(AVAILABLE DATA)

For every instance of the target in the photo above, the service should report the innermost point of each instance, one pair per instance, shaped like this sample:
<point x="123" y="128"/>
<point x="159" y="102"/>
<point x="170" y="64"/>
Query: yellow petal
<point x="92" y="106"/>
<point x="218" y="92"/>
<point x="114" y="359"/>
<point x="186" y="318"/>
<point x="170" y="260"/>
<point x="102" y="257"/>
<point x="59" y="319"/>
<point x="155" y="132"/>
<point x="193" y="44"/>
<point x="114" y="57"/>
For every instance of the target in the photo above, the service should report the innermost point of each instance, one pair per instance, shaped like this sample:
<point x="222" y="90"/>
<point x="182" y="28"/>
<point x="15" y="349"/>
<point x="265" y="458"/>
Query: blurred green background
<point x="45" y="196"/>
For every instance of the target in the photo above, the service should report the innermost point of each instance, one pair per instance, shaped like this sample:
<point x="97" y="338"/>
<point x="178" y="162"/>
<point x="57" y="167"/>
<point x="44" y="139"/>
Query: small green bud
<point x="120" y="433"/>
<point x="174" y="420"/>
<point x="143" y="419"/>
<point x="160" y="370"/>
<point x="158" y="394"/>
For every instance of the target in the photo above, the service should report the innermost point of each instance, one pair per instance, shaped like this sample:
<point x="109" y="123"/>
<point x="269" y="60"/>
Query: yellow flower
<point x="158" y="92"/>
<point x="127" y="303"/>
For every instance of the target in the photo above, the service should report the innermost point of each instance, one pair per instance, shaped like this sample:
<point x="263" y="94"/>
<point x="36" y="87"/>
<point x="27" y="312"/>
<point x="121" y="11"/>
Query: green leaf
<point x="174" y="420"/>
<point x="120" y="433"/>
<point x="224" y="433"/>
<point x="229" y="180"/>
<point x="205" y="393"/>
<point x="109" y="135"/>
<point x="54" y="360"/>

(End AVAILABLE DATA)

_WHAT YOU HAVE TO DO_
Return every entry exactly.

_RESULT OF THIS EXERCISE_
For every instance of the target in the photo above, the service should report the innermost point of each instance, one pair per instance, shaped like this sample:
<point x="123" y="128"/>
<point x="159" y="102"/>
<point x="170" y="64"/>
Query: yellow petal
<point x="92" y="106"/>
<point x="218" y="92"/>
<point x="114" y="359"/>
<point x="186" y="318"/>
<point x="170" y="260"/>
<point x="102" y="257"/>
<point x="59" y="319"/>
<point x="155" y="132"/>
<point x="193" y="44"/>
<point x="114" y="57"/>
For every instance of the target in the photo above, the service should report the innermost point of each instance, one pair per instance, shaped like this sample:
<point x="222" y="90"/>
<point x="182" y="28"/>
<point x="15" y="349"/>
<point x="265" y="458"/>
Query: blurred green background
<point x="45" y="196"/>
For every instance of the target in the photo above, the service should report the innermost point of each instance, one pair per instance, shaped like this sample:
<point x="97" y="338"/>
<point x="178" y="162"/>
<point x="57" y="167"/>
<point x="44" y="139"/>
Query: small green bud
<point x="120" y="433"/>
<point x="174" y="420"/>
<point x="143" y="419"/>
<point x="160" y="370"/>
<point x="158" y="394"/>
For every instance of the target in the photo above, the service should report the innermost point of each instance, one pair per instance, shaped like this sample:
<point x="109" y="123"/>
<point x="269" y="60"/>
Query: yellow flower
<point x="158" y="92"/>
<point x="127" y="303"/>
For every instance of the target in the photo above, the service should report the innermost point of each instance, one pair per instance, shaped like this sample:
<point x="263" y="94"/>
<point x="36" y="87"/>
<point x="27" y="312"/>
<point x="121" y="11"/>
Query: green leaf
<point x="174" y="420"/>
<point x="120" y="433"/>
<point x="224" y="433"/>
<point x="229" y="180"/>
<point x="205" y="393"/>
<point x="109" y="135"/>
<point x="54" y="360"/>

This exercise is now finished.